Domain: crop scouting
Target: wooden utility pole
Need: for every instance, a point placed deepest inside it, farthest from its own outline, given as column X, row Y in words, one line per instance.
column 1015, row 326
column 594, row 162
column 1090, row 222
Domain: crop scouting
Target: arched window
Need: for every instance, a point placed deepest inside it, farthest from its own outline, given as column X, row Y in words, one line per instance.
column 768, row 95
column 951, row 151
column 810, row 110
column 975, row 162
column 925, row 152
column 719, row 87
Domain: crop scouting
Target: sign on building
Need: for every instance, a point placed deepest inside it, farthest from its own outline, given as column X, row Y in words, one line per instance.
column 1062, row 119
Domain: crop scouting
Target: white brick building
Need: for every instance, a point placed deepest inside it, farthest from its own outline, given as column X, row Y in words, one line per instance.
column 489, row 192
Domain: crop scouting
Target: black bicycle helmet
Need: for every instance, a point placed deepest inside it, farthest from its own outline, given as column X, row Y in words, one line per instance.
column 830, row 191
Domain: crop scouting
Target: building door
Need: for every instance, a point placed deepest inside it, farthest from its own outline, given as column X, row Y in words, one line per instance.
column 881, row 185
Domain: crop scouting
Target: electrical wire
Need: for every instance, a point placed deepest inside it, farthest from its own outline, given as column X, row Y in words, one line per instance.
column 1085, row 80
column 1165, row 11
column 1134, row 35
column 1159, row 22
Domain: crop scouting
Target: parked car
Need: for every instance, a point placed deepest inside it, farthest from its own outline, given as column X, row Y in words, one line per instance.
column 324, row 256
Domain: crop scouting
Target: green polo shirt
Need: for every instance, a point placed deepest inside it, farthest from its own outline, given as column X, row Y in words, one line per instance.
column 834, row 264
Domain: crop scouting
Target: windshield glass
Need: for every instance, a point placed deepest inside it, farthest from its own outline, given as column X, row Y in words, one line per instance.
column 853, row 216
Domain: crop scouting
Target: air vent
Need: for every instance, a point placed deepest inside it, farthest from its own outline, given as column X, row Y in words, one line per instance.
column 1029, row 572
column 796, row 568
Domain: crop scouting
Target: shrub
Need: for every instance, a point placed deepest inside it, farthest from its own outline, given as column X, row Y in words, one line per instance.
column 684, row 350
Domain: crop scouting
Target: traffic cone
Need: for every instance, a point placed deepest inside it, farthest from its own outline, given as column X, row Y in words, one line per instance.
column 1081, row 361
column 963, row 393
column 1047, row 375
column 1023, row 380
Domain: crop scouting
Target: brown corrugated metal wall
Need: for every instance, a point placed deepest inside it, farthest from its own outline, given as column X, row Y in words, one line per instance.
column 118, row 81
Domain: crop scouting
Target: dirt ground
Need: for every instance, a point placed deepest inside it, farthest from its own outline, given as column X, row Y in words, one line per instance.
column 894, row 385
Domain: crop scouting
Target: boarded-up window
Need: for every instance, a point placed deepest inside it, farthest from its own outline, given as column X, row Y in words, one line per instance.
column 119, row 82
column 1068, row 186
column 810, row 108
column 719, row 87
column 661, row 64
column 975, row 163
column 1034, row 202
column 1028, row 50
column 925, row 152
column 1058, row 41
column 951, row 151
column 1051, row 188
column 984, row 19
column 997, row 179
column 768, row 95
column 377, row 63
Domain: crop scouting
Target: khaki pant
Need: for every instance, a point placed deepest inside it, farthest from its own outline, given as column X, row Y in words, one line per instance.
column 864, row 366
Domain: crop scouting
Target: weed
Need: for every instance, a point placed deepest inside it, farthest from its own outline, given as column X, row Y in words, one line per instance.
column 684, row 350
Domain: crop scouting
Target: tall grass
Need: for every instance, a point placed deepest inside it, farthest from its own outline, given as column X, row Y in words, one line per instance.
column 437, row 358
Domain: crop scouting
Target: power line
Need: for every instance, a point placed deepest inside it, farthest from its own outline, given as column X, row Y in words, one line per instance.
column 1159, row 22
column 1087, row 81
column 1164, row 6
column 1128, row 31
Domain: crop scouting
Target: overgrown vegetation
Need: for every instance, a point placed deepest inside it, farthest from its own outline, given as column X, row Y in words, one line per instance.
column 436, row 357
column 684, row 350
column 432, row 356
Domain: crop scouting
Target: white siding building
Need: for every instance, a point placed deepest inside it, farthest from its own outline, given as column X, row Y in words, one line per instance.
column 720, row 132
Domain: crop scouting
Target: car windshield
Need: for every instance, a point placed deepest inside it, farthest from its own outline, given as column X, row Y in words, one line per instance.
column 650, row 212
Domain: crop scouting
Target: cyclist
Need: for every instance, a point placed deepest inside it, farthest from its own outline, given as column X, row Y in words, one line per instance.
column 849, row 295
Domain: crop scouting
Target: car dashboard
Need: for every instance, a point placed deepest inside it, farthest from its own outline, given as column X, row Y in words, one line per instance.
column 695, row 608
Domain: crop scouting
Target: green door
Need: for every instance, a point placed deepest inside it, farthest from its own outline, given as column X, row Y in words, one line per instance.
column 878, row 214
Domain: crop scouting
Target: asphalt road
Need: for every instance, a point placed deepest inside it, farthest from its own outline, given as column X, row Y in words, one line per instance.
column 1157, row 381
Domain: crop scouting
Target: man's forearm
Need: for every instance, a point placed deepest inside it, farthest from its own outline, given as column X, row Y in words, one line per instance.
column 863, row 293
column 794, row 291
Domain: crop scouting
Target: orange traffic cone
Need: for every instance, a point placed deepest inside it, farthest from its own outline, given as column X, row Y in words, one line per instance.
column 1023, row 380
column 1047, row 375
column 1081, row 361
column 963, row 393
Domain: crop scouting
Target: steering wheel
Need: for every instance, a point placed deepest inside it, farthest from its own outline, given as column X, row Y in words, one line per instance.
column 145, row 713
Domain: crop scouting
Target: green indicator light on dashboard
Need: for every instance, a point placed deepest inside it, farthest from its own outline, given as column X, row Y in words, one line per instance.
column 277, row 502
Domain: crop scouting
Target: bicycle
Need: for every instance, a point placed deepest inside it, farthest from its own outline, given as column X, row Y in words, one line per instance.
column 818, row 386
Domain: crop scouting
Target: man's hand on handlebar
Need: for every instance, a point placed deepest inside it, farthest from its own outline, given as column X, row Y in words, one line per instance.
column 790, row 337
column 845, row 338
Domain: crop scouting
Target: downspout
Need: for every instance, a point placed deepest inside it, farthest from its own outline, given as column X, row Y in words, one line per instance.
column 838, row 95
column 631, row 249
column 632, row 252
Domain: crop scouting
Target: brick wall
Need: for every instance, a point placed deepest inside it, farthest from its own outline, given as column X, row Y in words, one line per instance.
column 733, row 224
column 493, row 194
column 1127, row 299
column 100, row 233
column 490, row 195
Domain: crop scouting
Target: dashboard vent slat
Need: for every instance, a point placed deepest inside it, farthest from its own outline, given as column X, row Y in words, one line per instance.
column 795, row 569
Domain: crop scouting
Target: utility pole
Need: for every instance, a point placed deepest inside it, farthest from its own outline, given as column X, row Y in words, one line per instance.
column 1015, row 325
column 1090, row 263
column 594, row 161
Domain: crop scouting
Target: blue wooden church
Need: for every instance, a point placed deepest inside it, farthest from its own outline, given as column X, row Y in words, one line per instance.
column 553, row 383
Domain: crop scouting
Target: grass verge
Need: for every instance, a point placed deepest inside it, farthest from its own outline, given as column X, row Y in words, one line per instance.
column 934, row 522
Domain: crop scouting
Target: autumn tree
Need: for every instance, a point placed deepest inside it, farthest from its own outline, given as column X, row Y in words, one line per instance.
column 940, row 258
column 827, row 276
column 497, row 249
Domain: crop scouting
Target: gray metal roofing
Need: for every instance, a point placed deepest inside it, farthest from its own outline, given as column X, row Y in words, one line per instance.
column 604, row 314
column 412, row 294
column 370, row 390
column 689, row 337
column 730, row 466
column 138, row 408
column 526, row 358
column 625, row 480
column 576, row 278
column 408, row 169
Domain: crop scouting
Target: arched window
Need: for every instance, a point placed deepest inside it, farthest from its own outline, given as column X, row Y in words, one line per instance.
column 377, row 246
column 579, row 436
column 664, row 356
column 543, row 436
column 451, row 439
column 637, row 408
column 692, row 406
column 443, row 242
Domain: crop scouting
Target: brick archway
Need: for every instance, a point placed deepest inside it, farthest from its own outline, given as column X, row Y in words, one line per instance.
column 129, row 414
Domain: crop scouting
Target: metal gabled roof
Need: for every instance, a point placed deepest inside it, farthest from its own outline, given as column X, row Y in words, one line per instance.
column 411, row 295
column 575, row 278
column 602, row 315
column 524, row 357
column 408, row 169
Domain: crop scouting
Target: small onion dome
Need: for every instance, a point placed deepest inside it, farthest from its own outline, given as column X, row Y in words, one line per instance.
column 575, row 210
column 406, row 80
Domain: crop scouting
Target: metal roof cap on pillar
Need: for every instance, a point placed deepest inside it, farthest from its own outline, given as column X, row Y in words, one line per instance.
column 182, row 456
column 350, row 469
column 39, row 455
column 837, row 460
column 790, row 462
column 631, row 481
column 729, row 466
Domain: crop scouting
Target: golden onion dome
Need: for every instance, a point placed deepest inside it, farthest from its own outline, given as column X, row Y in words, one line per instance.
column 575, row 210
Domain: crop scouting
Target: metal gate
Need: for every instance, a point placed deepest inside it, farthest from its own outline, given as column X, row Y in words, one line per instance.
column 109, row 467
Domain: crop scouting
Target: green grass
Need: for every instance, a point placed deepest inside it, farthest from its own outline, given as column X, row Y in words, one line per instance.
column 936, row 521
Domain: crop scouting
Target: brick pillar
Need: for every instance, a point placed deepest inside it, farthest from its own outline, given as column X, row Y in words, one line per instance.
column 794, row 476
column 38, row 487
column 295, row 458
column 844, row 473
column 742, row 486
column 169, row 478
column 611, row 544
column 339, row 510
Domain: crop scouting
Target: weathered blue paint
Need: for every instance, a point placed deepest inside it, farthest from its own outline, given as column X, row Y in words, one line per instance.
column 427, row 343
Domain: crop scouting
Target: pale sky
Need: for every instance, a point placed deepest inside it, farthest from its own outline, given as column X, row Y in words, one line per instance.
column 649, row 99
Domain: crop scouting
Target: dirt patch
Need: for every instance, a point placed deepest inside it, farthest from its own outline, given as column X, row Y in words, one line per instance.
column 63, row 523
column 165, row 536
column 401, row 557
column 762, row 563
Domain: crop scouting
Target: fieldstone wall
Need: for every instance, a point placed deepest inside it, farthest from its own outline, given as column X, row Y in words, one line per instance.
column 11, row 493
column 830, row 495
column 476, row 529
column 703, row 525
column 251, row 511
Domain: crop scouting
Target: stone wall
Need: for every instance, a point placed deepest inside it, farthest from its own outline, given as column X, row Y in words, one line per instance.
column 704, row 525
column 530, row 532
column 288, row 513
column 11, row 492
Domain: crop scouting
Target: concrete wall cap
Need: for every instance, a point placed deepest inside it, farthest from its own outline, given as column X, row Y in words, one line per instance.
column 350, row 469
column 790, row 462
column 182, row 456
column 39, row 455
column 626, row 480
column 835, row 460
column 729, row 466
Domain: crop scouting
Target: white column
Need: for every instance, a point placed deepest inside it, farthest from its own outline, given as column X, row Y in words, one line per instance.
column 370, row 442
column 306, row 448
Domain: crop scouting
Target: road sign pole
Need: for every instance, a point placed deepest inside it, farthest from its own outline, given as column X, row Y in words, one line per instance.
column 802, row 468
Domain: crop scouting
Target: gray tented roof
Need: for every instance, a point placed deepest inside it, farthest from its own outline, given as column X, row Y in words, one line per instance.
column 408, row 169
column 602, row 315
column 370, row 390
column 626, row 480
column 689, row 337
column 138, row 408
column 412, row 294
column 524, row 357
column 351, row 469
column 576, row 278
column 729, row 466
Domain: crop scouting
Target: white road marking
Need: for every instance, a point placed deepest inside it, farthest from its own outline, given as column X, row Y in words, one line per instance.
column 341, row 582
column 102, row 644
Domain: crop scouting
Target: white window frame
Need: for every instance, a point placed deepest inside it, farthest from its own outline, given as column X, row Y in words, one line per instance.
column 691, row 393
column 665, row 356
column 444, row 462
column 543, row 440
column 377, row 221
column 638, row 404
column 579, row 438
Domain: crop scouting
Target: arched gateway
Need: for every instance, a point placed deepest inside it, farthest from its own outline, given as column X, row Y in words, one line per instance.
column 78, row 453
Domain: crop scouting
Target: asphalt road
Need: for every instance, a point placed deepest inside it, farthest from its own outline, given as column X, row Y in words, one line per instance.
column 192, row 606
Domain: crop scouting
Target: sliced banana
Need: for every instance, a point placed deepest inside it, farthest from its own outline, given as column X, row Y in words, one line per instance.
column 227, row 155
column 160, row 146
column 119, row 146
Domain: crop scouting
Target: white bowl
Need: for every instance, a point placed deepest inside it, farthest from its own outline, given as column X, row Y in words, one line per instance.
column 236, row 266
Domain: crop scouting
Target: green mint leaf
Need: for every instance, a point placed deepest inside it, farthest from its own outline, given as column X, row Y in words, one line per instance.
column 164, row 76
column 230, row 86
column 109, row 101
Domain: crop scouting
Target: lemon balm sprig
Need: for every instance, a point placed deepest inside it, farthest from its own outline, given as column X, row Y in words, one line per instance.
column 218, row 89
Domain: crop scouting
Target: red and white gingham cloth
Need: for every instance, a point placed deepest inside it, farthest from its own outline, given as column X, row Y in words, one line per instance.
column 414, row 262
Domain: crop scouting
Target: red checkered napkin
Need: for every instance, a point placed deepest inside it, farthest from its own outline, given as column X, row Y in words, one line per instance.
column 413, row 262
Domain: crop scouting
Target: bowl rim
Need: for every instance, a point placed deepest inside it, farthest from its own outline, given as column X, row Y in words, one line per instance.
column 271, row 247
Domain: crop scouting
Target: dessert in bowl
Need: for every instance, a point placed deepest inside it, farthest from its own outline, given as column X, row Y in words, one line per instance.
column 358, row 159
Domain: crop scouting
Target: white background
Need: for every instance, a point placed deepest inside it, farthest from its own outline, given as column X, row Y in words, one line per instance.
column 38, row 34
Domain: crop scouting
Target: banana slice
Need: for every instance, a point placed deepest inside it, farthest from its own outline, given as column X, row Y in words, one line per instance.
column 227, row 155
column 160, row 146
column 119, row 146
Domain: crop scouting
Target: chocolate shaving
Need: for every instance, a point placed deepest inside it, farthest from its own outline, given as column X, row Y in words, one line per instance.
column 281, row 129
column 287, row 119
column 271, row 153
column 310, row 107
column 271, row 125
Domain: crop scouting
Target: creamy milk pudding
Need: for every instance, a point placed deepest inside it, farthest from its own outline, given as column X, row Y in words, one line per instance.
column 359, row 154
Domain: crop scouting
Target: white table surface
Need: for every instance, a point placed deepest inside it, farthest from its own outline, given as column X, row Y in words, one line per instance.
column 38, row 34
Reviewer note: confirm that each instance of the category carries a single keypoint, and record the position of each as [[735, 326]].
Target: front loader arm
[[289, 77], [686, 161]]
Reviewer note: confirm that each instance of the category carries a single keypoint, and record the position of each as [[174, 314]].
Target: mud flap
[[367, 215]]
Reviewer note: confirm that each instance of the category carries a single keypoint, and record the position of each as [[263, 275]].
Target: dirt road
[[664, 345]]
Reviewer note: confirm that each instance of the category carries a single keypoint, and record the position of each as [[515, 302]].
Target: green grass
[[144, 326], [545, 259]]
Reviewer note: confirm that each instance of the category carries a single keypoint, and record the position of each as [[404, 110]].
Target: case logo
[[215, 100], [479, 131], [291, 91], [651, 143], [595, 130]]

◆ ◆ ◆ ◆ ◆ ◆ ◆

» **Короткое задание**:
Оформите строки записей выше в виде списка строк JSON, по одной на каждую строку, пустые пропустите. Начните со строки, где есть «as [[174, 314]].», и закончите последней строкой записей.

» **Письменное решение**:
[
  "Reviewer note: confirm that each instance of the category carries a single keypoint, and record the position of each as [[174, 314]].",
  "Target: mud flap",
  "[[367, 215]]",
  "Reviewer note: confirm that each instance of the category carries a single keypoint, and record the position of each as [[263, 275]].",
  "Target: dirt road",
  "[[664, 345]]",
  "Reviewer note: confirm that each instance of the category carries a single keypoint, and record the position of each as [[515, 302]].",
  "Target: green grass",
  "[[144, 326], [545, 259]]",
  "Reviewer note: confirm that each instance of the category carries a single keypoint, and record the position of each as [[404, 110]].",
  "Target: case logo",
  "[[215, 100], [479, 131], [291, 91], [651, 143], [595, 130]]"
]